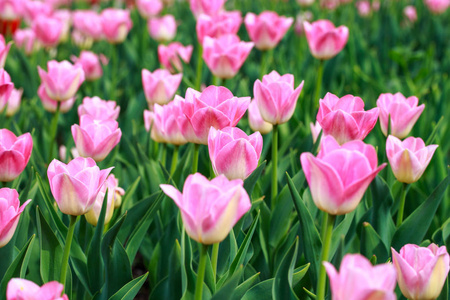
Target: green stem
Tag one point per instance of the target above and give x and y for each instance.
(326, 242)
(65, 261)
(201, 272)
(401, 208)
(274, 164)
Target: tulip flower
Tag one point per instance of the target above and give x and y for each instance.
(324, 40)
(160, 86)
(15, 153)
(216, 107)
(99, 109)
(358, 279)
(225, 55)
(267, 29)
(344, 118)
(401, 112)
(96, 138)
(10, 210)
(62, 80)
(339, 175)
(276, 97)
(19, 289)
(408, 159)
(421, 271)
(75, 186)
(233, 153)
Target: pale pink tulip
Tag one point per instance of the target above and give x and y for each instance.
(324, 39)
(62, 80)
(408, 159)
(162, 29)
(267, 29)
(403, 113)
(233, 153)
(160, 86)
(421, 271)
(216, 107)
(21, 289)
(169, 56)
(209, 209)
(345, 118)
(276, 97)
(15, 153)
(339, 175)
(99, 109)
(358, 279)
(10, 210)
(225, 55)
(75, 186)
(96, 138)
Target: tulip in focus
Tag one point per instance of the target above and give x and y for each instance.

-*-

What you will do -> Copy out the data above, putting "Mark" in place of "Tag" everywhere it occurs and changing nothing else. Omit the pictures.

Full output ->
Target: green stem
Mark one point per instance of the target above and give x and y for each instance.
(326, 242)
(65, 261)
(201, 272)
(401, 208)
(274, 164)
Target: tulip flower
Mark one point per instance of the target above and give x and y for each instance.
(324, 40)
(160, 86)
(15, 153)
(216, 107)
(99, 109)
(358, 279)
(225, 55)
(267, 29)
(344, 118)
(401, 112)
(96, 138)
(10, 210)
(62, 80)
(339, 175)
(276, 97)
(19, 289)
(408, 159)
(421, 271)
(75, 186)
(233, 153)
Target: pale pink tulip
Mark one point per instance of the target above and give x and y for each instance.
(324, 39)
(62, 80)
(408, 159)
(162, 29)
(267, 29)
(403, 113)
(233, 153)
(160, 86)
(421, 271)
(216, 107)
(21, 289)
(169, 56)
(209, 209)
(345, 118)
(276, 97)
(15, 153)
(339, 175)
(99, 109)
(358, 279)
(10, 210)
(225, 55)
(75, 186)
(96, 138)
Target: tulip in focus
Mark one point per instance of the target above and give x and y for each instance.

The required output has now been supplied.